Write out, word for word, the lines from the one holding "of the castle" through the one holding "Target: castle tower", inclusive, in the rows below. Leave any pictures out of your copy.
#####
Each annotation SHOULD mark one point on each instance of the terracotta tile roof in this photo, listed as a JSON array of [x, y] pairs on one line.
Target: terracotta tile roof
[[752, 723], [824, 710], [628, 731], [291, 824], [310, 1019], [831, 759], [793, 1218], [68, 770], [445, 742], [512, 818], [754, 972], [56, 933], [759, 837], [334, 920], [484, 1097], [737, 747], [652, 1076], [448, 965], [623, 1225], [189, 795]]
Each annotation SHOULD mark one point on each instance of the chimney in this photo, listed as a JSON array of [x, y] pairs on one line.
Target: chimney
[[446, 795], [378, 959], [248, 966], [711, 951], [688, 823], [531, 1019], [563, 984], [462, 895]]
#####
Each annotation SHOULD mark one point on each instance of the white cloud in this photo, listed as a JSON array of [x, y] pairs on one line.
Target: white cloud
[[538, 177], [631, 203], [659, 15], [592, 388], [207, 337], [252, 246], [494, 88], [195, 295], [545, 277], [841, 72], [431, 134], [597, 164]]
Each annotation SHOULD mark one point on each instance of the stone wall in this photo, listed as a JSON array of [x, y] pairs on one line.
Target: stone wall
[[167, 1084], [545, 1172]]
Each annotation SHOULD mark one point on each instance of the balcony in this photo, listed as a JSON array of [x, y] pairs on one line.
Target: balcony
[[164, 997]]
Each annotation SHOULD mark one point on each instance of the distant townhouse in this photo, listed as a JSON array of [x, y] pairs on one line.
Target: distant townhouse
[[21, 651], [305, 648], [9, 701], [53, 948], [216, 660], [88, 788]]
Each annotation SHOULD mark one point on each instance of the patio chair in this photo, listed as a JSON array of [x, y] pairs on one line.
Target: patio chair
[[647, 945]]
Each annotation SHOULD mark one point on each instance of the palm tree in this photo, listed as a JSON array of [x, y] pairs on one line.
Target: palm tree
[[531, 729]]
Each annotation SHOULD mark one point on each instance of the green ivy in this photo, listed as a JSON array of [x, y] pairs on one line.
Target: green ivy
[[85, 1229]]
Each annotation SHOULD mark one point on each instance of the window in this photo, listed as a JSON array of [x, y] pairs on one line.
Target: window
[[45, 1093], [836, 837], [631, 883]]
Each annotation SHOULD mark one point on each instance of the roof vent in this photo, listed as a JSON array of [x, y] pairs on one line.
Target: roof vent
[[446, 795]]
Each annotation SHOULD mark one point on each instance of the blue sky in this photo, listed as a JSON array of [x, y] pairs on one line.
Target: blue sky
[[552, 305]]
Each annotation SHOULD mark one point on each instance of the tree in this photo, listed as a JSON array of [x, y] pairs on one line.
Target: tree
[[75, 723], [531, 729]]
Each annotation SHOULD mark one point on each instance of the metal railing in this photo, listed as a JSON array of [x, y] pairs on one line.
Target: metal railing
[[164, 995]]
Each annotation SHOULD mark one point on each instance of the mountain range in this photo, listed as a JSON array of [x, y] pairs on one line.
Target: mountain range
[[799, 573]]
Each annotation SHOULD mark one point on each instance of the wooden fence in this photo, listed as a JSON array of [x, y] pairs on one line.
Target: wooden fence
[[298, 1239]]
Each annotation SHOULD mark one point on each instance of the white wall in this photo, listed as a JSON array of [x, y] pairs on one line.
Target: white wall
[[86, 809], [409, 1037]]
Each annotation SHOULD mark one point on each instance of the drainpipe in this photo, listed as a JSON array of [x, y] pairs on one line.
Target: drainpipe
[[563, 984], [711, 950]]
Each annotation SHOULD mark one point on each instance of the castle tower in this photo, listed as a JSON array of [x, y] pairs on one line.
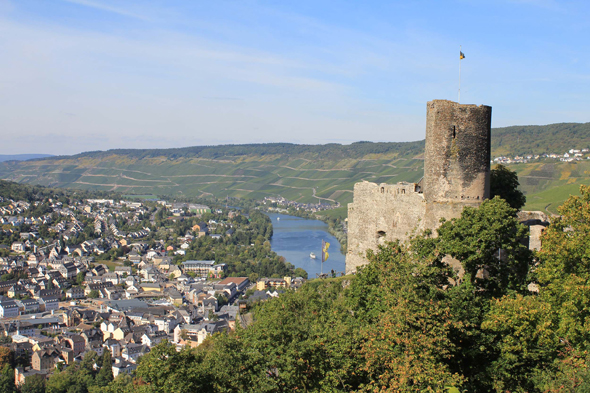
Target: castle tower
#####
◆ The completed task ◆
Each annotation SHOULD mark one point on each instance of the castle tower in this photo, listed as a JSON array of [x, y] pairs on one line.
Target: castle tower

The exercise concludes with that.